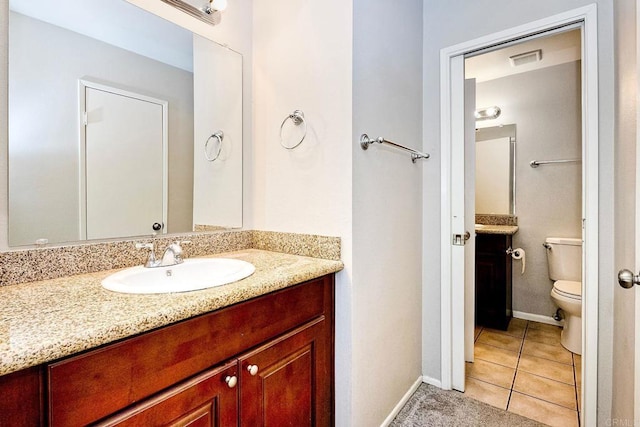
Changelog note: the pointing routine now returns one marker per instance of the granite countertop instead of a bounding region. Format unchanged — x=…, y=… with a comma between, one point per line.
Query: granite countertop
x=50, y=319
x=509, y=230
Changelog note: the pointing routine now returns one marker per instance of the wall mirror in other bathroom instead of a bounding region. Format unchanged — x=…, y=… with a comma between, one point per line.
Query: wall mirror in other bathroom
x=495, y=170
x=79, y=173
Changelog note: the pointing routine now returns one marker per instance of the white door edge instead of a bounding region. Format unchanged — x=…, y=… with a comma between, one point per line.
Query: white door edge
x=453, y=343
x=636, y=391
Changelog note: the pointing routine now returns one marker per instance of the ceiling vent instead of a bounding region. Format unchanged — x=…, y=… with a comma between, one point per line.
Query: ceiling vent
x=525, y=58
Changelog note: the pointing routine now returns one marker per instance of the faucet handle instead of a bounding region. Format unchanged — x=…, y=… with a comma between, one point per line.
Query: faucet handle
x=151, y=260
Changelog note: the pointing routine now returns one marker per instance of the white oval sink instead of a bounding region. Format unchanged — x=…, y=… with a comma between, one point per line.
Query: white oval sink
x=191, y=275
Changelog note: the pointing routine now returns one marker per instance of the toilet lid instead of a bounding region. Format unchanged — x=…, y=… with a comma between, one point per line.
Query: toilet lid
x=568, y=288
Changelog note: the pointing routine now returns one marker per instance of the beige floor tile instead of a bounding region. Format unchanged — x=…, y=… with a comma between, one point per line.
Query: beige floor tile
x=491, y=373
x=545, y=336
x=546, y=389
x=538, y=325
x=544, y=412
x=516, y=328
x=556, y=353
x=487, y=393
x=546, y=368
x=496, y=355
x=495, y=339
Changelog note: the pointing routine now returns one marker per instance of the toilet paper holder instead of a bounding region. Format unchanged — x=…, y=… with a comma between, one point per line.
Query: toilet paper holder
x=515, y=252
x=518, y=254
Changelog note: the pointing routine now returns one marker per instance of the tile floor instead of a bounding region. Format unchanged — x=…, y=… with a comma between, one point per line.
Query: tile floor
x=526, y=370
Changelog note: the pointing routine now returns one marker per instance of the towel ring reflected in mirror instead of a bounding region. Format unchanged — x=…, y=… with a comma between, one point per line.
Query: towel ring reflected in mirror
x=297, y=117
x=219, y=135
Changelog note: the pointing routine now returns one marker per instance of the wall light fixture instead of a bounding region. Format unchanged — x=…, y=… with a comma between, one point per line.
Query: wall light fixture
x=488, y=113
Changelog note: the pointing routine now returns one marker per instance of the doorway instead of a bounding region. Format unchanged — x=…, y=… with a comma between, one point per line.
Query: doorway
x=453, y=213
x=123, y=158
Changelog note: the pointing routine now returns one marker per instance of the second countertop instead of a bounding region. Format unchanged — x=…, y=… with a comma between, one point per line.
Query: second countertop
x=508, y=230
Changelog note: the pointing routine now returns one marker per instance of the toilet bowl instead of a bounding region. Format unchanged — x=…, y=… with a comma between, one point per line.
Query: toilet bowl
x=567, y=295
x=564, y=257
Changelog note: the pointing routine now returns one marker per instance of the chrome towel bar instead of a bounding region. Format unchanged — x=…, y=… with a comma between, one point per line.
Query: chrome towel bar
x=536, y=163
x=365, y=142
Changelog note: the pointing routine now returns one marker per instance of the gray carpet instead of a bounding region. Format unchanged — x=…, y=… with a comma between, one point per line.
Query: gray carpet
x=431, y=406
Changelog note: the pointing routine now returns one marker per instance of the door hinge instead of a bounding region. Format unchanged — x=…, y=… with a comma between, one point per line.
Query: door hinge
x=461, y=239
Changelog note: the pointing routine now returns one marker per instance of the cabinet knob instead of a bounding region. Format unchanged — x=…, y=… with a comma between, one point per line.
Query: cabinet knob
x=231, y=381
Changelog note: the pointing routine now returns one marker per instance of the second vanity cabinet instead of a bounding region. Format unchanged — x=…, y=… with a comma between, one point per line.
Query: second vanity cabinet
x=266, y=361
x=493, y=281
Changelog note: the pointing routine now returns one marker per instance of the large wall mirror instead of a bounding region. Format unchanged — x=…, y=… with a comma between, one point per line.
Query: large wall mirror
x=115, y=116
x=495, y=170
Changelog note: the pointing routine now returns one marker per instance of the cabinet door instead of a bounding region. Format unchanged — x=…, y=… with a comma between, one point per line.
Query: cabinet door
x=493, y=281
x=287, y=382
x=209, y=399
x=21, y=398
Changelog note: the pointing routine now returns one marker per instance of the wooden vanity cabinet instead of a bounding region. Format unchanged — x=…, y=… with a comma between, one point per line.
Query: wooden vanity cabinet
x=493, y=281
x=209, y=399
x=279, y=347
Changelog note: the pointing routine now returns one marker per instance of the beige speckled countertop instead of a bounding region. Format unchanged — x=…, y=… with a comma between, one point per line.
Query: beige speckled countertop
x=496, y=229
x=46, y=320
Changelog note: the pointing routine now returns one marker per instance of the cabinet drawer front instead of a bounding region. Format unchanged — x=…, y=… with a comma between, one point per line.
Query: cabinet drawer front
x=205, y=400
x=88, y=387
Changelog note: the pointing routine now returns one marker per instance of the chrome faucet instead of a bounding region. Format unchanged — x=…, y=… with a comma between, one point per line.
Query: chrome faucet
x=172, y=254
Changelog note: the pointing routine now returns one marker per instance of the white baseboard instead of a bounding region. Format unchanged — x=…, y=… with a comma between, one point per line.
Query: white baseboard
x=537, y=318
x=432, y=381
x=401, y=403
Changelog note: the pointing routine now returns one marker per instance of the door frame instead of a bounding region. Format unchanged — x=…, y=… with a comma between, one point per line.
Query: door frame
x=85, y=83
x=452, y=142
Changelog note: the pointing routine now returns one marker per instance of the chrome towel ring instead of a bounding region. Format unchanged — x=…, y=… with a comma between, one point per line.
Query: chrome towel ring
x=297, y=117
x=219, y=135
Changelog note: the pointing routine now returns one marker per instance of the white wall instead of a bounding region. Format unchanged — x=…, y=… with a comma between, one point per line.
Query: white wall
x=545, y=107
x=217, y=184
x=302, y=60
x=387, y=206
x=44, y=174
x=448, y=23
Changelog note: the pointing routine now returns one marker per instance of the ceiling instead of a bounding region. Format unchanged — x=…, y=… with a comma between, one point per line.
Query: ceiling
x=556, y=49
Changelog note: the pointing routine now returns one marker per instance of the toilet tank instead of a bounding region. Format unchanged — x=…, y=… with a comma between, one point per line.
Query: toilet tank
x=564, y=256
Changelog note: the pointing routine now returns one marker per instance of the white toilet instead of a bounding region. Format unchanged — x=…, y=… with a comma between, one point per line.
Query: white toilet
x=564, y=256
════════════════
◆ **What you have to do**: Can you turn the records above into a two-column CSV with the columns "text" and "points", one row per record? Put each field in quotes, replace line breaks with spaces, and leave out the pictures.

◆ **Output below**:
text,points
"Changelog note: the pointing routine now returns one marker per instance of the granite countertop instead of a bounding region. Format unchanged — x=…, y=… with a comma between, one point per line. Query: granite countertop","x=50, y=319 x=509, y=230"
"Changelog note: the pointing routine now returns one marker per instance of the wall mirror in other bathroom instead of a bounding region. Format unchanged — x=…, y=… with a comma between, one point per line. Query: wall mirror in other bathroom","x=495, y=170 x=79, y=173"
"Changelog note: the pointing routine now returns one marker per instance of the white door edge instead of a bounding region. Format unchanged — x=…, y=… with a comma between, one point per line. Query: white door edge","x=453, y=343 x=636, y=391"
"Changelog note: the pointing routine now returns one marker per instance of the ceiling vent instead of a bounding region. Format unchanged — x=…, y=… with a comma between, one point per line. Query: ceiling vent","x=525, y=58"
"Changelog note: the pointing routine now returns one marker per instance of the faucet handle instead of a bounding region. Format unchanged — x=…, y=… with a comma between, one point per line. Query: faucet handle","x=151, y=260"
"Changelog note: the pointing routine now returns one marker per instance of the white oval sink instead of a bounding region. Format unchanged — x=…, y=… with a comma between, one point per line. Query: white oval sink","x=191, y=275"
"Changelog note: the pointing routine now returns one marker per instance of the toilet lid instead of a bounding region. Format unchanged — x=…, y=… with a comma between, one point per line. Query: toilet lid","x=568, y=288"
"Changelog note: the pointing routine now returns one marker per instance of the beige floor tile instead of a bounding region. Format unchanged — x=…, y=… with a comma between, one point per line. Query: beige floor tile","x=491, y=373 x=545, y=336 x=546, y=389 x=538, y=325 x=544, y=412 x=516, y=328 x=556, y=353 x=487, y=393 x=546, y=368 x=496, y=355 x=495, y=339"
"Changelog note: the pointing routine now returns one marker per instance of the toilet paper holder instead of a bounding region. Format unchanged — x=…, y=… with a comma between, one point per line. Query: toilet paper holder","x=515, y=252 x=518, y=254"
"Changelog note: the pointing routine now returns one marker per instance of the tile floor instead of a bounding region. Format unchanged — x=…, y=… with a comma between, one point per line. Query: tile floor","x=526, y=370"
"Changelog note: the pointing routine now returns one marker per instance of the towel ring reflected in mirror instead of a bounding region. Format unchanged — x=…, y=… with a comma between, one point per line. Query: towel ring reflected in mirror","x=297, y=117 x=219, y=135"
"Changelog note: the pointing routine now returns one marker per instance of the wall light fixture instead of a bounding region. Format unchanged — x=…, y=… with a comma between, one point per line. Query: wall light fixture","x=488, y=113"
"Changelog note: the pointing routine now returns one marker per instance of the doorway instead of a bounding region. Format unchanged — x=…, y=… with a comma between, one point per line. Query: doorway","x=453, y=213 x=123, y=158"
"Changelog note: the pointing routine now returns one marker per instance of the second countertop instead of a bounding region. Format unchanged — x=…, y=… with a comma between, one point per line. Query: second countertop","x=508, y=230"
"Changelog note: the pointing routine now returns one marker per instance of the toilet bowl instead of a bounding region. Format unchanged — x=…, y=… with a comma between, one point per line. Query: toilet bowl","x=567, y=295 x=564, y=257"
"Changelog note: the pointing routine now returns one marker per instance of the chrome towel bar instead of a bounding region. Format unchanged — x=…, y=… with a comma between, one point per line. Query: chrome towel bar","x=536, y=163 x=365, y=142"
"Changelog note: the pointing routine now returns one marker per instance of the gray carpet instead of a bounding region. Format unchanged — x=…, y=… with a comma between, one point per line. Query: gray carpet","x=431, y=406"
"Changelog note: the pointing routine now returns one marker per instance of the door hinge instead of a bounding region. Format unchanged — x=…, y=… with a comma between, one point per line. Query: door hinge","x=461, y=239"
"Changelog note: the pointing routine now returns one marker per instance of the cabinet knob instead of a bounding region. Format unchanged — x=…, y=… with a comma between, one point per line. Query: cabinet knob","x=231, y=381"
"Changelog note: the pointing routine now returns one marker per instance of the second vanity cabinet instead of a bounding region. Format unchanged — x=…, y=… with a comma between, one point per line. Query: second vanity cabinet","x=266, y=361 x=493, y=281"
"Changelog note: the pointing routine now returns one marker per instance of the large wall mirror instead of a bounding region. Format unchanged — x=…, y=… with a comma between, one point per line. Query: large wall mirror","x=115, y=116 x=495, y=170"
"Changelog note: the pointing routine now returns one marker per instance of the cabinet door instead of a bounding region. Format unchanged — x=…, y=… with a comma between, one point per line. Query: cabinet door","x=493, y=281 x=287, y=382 x=209, y=399 x=21, y=398"
"Changelog note: the pointing routine now returns one marker per instance of the wooden vanity cabinet instead of a bounding region. Format unchanged — x=…, y=… with a comma between, one point per line. Query: wooden vanity cabinet","x=493, y=281 x=209, y=399 x=279, y=347"
"Changelog note: the pointing routine now returns one marker per instance of the beige speckled countertop instead of a bounding region. Format unchanged — x=…, y=… with a comma between, one point per line. Query: beige speckled countertop","x=496, y=229 x=46, y=320"
"Changelog note: the pointing routine now returns one marker per instance of the cabinet drawer front instead of a bounding region. Format unchanged — x=…, y=… with a comma between, one point per line. Query: cabinet drawer front","x=205, y=400 x=88, y=387"
"Changelog note: the pointing routine now returns one marker per instance of the chrome faucet instead of a bounding region. Format unchanged — x=…, y=… with a comma between, one point per line. Query: chrome faucet","x=172, y=254"
"Changelog note: the pointing routine now returns one marker per instance of the white baseboard instead of a bounding region. Format unchanged — x=…, y=… with a comma between, one point per line. Query: white baseboard","x=537, y=318 x=432, y=381 x=401, y=403"
"Changelog note: the pointing routine now returns one marker per instance of the door frame instead of a bounding region. Format unchanged — x=…, y=… with a comma between, one point per line. Query: door frame","x=85, y=83 x=452, y=142"
"Changelog note: the pointing routine now returns one marker per instance of the chrome towel ring instead of a bounding region. Format unchanged — x=…, y=… with a comma between, one point per line. Query: chrome towel ring","x=297, y=117 x=219, y=135"
"Changelog note: the pointing routine now returns one marker per instance of the white wall instead of a bounding region. Format unchanged — x=…, y=… with a comma between, one point per line. Query: white wall","x=545, y=107 x=217, y=184 x=302, y=60 x=387, y=206 x=44, y=174 x=448, y=23"
"Changelog note: the pointing routine now returns one marker per instance of the ceiling instead of a bounding region. Format unchanged — x=…, y=… with a comma between, one point per line. Query: ceiling","x=556, y=49"
"Changelog note: the pointing routine now returns one marker per instance of the toilet tank instead of a bounding region. Format unchanged — x=…, y=… with a comma between, one point per line. Query: toilet tank","x=564, y=256"
"Changelog note: the pointing routine now returns one marker per instance of the white toilet instead of a bounding region. Format unchanged — x=…, y=… with a comma between, one point per line. Query: white toilet","x=564, y=256"